◆ Objective ◆
Give the lines below as a JSON list of strings, one string per line, leaving out blank lines and the pictures.

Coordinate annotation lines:

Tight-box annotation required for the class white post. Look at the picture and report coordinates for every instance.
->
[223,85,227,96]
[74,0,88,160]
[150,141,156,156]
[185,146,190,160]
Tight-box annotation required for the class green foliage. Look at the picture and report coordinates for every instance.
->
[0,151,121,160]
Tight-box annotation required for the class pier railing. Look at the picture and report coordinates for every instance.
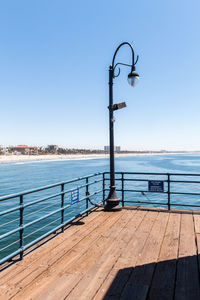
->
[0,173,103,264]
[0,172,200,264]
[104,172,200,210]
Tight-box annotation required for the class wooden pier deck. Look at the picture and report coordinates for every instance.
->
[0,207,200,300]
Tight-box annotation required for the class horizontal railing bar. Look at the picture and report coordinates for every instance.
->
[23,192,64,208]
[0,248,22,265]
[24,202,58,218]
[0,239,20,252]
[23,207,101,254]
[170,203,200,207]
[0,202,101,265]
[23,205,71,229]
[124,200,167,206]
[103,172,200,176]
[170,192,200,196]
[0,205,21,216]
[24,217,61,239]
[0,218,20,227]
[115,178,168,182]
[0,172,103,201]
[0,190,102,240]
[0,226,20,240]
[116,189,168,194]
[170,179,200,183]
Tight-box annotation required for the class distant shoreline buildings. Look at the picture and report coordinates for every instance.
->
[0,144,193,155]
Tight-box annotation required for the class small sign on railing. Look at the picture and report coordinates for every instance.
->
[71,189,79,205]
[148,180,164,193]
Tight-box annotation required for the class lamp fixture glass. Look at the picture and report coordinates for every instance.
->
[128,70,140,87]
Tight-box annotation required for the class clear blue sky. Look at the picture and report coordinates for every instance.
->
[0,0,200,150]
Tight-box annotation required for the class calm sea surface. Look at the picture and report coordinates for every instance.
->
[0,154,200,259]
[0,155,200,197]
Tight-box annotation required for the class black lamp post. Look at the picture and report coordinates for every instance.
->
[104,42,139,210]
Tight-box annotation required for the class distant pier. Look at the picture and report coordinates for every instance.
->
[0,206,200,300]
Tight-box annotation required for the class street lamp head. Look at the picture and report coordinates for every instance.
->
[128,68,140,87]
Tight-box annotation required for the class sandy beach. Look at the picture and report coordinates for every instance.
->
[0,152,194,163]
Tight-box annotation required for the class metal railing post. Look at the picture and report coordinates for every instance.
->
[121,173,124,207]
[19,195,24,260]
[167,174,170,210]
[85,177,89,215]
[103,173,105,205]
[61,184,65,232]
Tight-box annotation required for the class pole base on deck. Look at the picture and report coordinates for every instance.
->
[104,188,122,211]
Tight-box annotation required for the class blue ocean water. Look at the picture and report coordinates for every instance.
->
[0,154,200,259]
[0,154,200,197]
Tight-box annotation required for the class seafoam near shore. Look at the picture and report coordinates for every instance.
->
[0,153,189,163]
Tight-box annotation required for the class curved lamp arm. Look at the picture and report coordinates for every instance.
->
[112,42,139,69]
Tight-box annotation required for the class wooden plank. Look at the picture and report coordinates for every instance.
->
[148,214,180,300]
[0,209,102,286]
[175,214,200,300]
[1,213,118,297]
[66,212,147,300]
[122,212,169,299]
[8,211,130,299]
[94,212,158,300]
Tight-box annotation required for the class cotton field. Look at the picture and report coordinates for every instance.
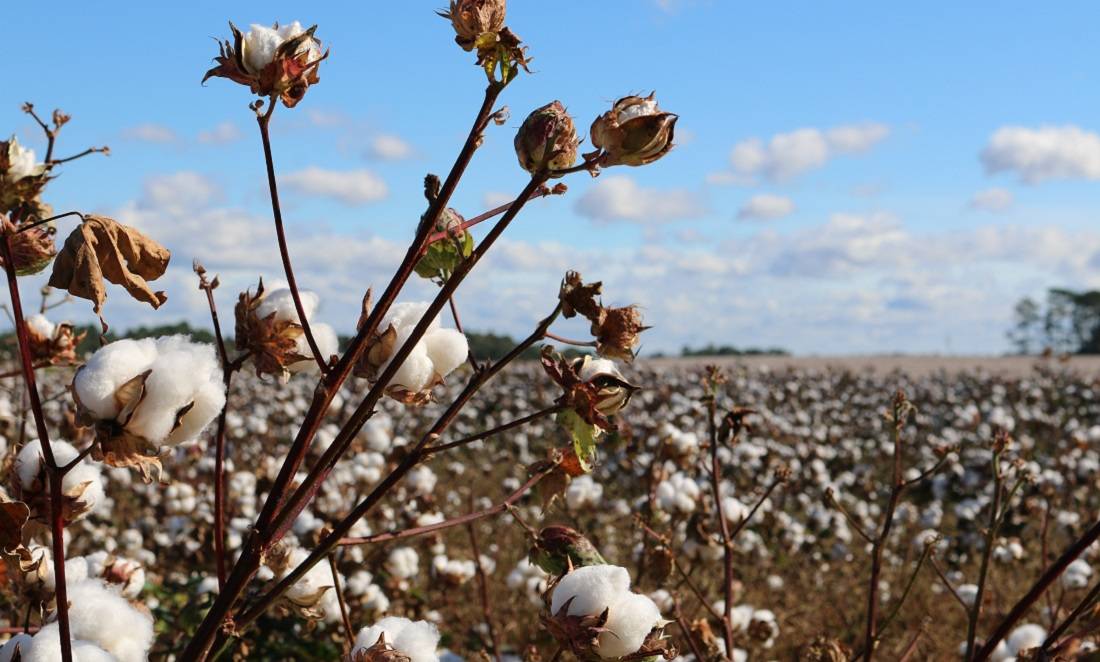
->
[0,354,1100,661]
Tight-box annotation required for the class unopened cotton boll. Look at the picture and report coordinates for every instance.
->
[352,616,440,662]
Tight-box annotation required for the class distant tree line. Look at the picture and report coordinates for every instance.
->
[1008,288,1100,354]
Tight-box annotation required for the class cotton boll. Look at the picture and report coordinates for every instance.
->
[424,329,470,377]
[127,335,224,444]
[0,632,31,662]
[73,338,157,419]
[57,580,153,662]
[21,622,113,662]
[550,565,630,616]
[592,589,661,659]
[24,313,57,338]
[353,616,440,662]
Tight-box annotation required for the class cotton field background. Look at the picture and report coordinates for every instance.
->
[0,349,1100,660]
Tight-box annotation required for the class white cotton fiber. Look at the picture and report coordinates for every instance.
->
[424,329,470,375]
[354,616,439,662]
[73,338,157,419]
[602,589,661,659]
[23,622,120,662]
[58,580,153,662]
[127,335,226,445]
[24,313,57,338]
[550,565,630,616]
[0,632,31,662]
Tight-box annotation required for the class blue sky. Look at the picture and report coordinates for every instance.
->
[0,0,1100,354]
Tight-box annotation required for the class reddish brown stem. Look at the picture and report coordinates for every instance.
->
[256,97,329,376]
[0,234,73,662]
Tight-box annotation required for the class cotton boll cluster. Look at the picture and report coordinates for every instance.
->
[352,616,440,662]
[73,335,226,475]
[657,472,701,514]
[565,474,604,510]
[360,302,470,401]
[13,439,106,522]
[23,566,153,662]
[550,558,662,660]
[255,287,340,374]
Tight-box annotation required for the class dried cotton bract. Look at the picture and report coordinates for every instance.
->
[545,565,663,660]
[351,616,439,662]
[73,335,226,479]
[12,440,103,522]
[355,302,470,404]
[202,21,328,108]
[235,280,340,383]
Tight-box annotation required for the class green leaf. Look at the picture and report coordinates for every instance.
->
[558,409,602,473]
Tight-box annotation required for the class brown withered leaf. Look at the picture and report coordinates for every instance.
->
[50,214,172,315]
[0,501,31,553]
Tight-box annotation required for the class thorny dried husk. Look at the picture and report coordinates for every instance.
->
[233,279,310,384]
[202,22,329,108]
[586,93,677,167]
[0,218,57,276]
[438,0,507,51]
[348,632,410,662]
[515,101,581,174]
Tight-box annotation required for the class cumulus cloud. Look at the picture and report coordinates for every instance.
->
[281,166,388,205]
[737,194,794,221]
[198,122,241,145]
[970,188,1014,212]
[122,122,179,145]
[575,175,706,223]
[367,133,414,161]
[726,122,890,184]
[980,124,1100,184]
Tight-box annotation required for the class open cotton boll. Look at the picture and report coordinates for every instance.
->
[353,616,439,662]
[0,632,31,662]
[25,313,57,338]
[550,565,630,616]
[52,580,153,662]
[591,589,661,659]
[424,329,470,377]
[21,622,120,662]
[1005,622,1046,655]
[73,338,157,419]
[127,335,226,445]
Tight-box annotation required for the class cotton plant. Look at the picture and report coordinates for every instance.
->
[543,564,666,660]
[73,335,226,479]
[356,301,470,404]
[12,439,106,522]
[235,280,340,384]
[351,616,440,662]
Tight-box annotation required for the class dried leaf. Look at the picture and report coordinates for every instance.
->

◆ Result of the task ◆
[
  "Tight-box annotation required for the class white post. Look at the picture and report coordinates for every instance.",
  "->",
  "[223,85,227,96]",
  "[74,0,88,160]",
  "[150,141,156,156]",
  "[185,146,190,160]",
  "Tight-box annotation required for the class green foliage. Look at the picture and report coordinates for every instance.",
  "->",
  "[0,151,121,160]",
  "Tight-box annotation required for the class pier railing. Look at the picture and report coordinates for every instance.",
  "->",
  "[0,173,103,264]",
  "[0,172,200,264]",
  "[104,172,200,210]",
  "Tight-box annotation required for the class wooden pier deck. Look at the picture and report coordinates for every instance.",
  "->",
  "[0,207,200,300]",
  "Tight-box annotation required for the class horizontal railing bar. Look at the picture and report coordinates for every instance.",
  "->",
  "[23,192,64,208]",
  "[0,248,22,265]",
  "[24,202,58,218]",
  "[0,239,20,252]",
  "[23,207,101,254]",
  "[170,203,200,207]",
  "[0,202,101,265]",
  "[23,205,71,229]",
  "[124,200,167,206]",
  "[103,172,200,176]",
  "[170,192,200,196]",
  "[0,205,21,216]",
  "[24,217,61,239]",
  "[0,218,20,227]",
  "[115,178,168,182]",
  "[0,172,103,201]",
  "[0,190,102,240]",
  "[0,226,20,240]",
  "[116,189,168,194]",
  "[170,179,200,183]",
  "Tight-box annotation required for the class distant shoreline buildings. Look at the picture and report coordinates for every instance.",
  "->",
  "[0,144,193,155]",
  "Tight-box annotation required for the class small sign on railing. Look at the picture and report coordinates for every instance.",
  "->",
  "[71,189,79,205]",
  "[148,180,164,193]",
  "Tight-box annotation required for the class lamp fixture glass. Look at the picture and report coordinates for every instance.",
  "->",
  "[128,70,140,87]",
  "Tight-box annotation required for the class clear blue sky. Look at the picture and report coordinates for every instance.",
  "->",
  "[0,0,200,150]",
  "Tight-box annotation required for the class calm sea surface. Look at the picture and report coordinates for every instance.",
  "->",
  "[0,154,200,259]",
  "[0,155,200,197]",
  "Tight-box annotation required for the class black lamp post. Look at the picture and report coordinates for every instance.",
  "->",
  "[104,42,139,210]",
  "Tight-box annotation required for the class distant pier. Look at the picture and report coordinates for every instance.",
  "->",
  "[0,206,200,300]",
  "Tight-box annotation required for the class street lamp head. Look at the picture and report coordinates for every instance.",
  "->",
  "[128,68,140,87]",
  "Tight-box annotation required for the class sandy beach. Look at the picture and report coordinates for every instance.",
  "->",
  "[0,152,194,163]",
  "Tight-box annotation required for the class metal railing post. Look at the picture and report coordinates for every instance.",
  "->",
  "[121,173,124,207]",
  "[19,195,24,260]",
  "[167,174,170,210]",
  "[85,177,89,215]",
  "[103,173,105,205]",
  "[61,184,65,232]",
  "Tight-box annotation required for the class pole base on deck. Look at the picture and report coordinates for every instance.",
  "->",
  "[104,188,122,211]",
  "Tight-box annotation required for the class blue ocean water. Look at the picture and report coordinates for every instance.",
  "->",
  "[0,154,200,259]",
  "[0,154,200,197]",
  "Tight-box annotation required for the class seafoam near shore. Look at the picture and report coordinates for every instance.",
  "->",
  "[0,153,189,163]",
  "Tight-box annotation required for the class curved lamp arm. Look at the picture and report coordinates for every instance.",
  "->",
  "[112,42,139,69]",
  "Tight-box annotation required for the class wooden plank. Look at the picture and report coordinates for every instance.",
  "->",
  "[148,214,180,300]",
  "[0,209,102,286]",
  "[175,214,200,300]",
  "[1,213,118,297]",
  "[66,212,147,300]",
  "[122,212,169,299]",
  "[8,211,130,299]",
  "[94,212,158,300]",
  "Tight-box annotation required for the class cotton field. Look at the picture and report coordinates for every instance.",
  "->",
  "[0,354,1100,661]",
  "Tight-box annotation required for the class unopened cotton boll. Look at the picture and report coordinates for every instance.",
  "->",
  "[352,616,440,662]",
  "Tight-box annotation required for the class distant tree line. Look at the picture and report coordinates for every instance.",
  "->",
  "[1008,288,1100,354]",
  "Tight-box annotation required for the class cotton boll. Look at the picture and report coordinates for every instance.",
  "->",
  "[424,329,470,377]",
  "[127,335,224,444]",
  "[0,632,31,662]",
  "[73,338,157,419]",
  "[57,580,153,662]",
  "[21,622,113,662]",
  "[550,565,630,616]",
  "[592,589,661,659]",
  "[24,313,57,338]",
  "[353,616,440,662]",
  "Tight-box annotation required for the class cotton field background. Look at the picture and report coordinates for every instance.",
  "->",
  "[0,349,1100,660]",
  "Tight-box annotation required for the class white cotton fiber. Look at the picture and report coordinates for every instance.",
  "->",
  "[424,329,470,375]",
  "[354,616,439,662]",
  "[73,338,157,419]",
  "[602,589,661,659]",
  "[23,622,120,662]",
  "[58,580,153,662]",
  "[127,335,226,445]",
  "[24,313,57,338]",
  "[550,565,630,616]",
  "[0,632,31,662]",
  "Tight-box annotation required for the class blue sky. Look at the picture and report coordinates for every instance.",
  "->",
  "[0,0,1100,354]",
  "Tight-box annotation required for the class reddish brown stem. Look at the picture and report coordinates for every instance.",
  "->",
  "[256,97,329,376]",
  "[0,234,73,662]",
  "Tight-box annotation required for the class cotton boll cluster. Look at the picture and report coordinates for every instance.",
  "->",
  "[352,616,440,662]",
  "[73,335,226,475]",
  "[657,472,701,514]",
  "[565,474,604,510]",
  "[360,302,470,401]",
  "[13,439,106,522]",
  "[23,566,153,662]",
  "[550,558,662,660]",
  "[255,287,340,374]",
  "Tight-box annotation required for the class dried cotton bract. Look at the picture and report coordinates for every instance.",
  "->",
  "[545,565,663,660]",
  "[351,616,439,662]",
  "[73,335,226,479]",
  "[12,440,103,522]",
  "[355,302,470,404]",
  "[202,21,328,108]",
  "[235,280,340,383]",
  "Tight-box annotation required for the class green leaf. Look at the picture and report coordinates for every instance.",
  "->",
  "[558,409,602,473]",
  "Tight-box annotation required for the class brown withered leaf. Look at the picture and report coordinates for every instance.",
  "->",
  "[50,214,172,315]",
  "[0,501,31,553]",
  "Tight-box annotation required for the class thorny dried husk. Look at the picture and report coordinates for every instance.",
  "->",
  "[233,279,310,384]",
  "[202,22,329,108]",
  "[586,93,677,167]",
  "[0,218,57,276]",
  "[438,0,507,51]",
  "[348,632,410,662]",
  "[515,101,581,174]",
  "Tight-box annotation required for the class cumulus cloud. Look at the picture and report coordinates for every instance.",
  "->",
  "[281,166,388,205]",
  "[737,194,794,221]",
  "[198,122,241,145]",
  "[970,188,1014,212]",
  "[122,122,179,145]",
  "[575,175,706,223]",
  "[367,133,414,161]",
  "[726,122,890,184]",
  "[980,124,1100,184]",
  "Tight-box annotation required for the class open cotton boll. Look at the picture and report coordinates for every instance.",
  "->",
  "[353,616,439,662]",
  "[0,632,31,662]",
  "[25,313,57,338]",
  "[550,565,630,616]",
  "[52,580,153,662]",
  "[591,589,661,659]",
  "[424,329,470,377]",
  "[21,622,120,662]",
  "[1005,622,1046,655]",
  "[73,338,157,419]",
  "[127,335,226,445]",
  "Tight-box annotation required for the class cotton plant. Look at the picture and report coordinates for every instance.",
  "->",
  "[543,564,666,660]",
  "[73,335,226,479]",
  "[356,301,470,404]",
  "[12,439,106,522]",
  "[235,280,340,384]",
  "[351,616,440,662]",
  "Tight-box annotation required for the class dried leaf. Look at the picture and report coordinates for every instance.",
  "->"
]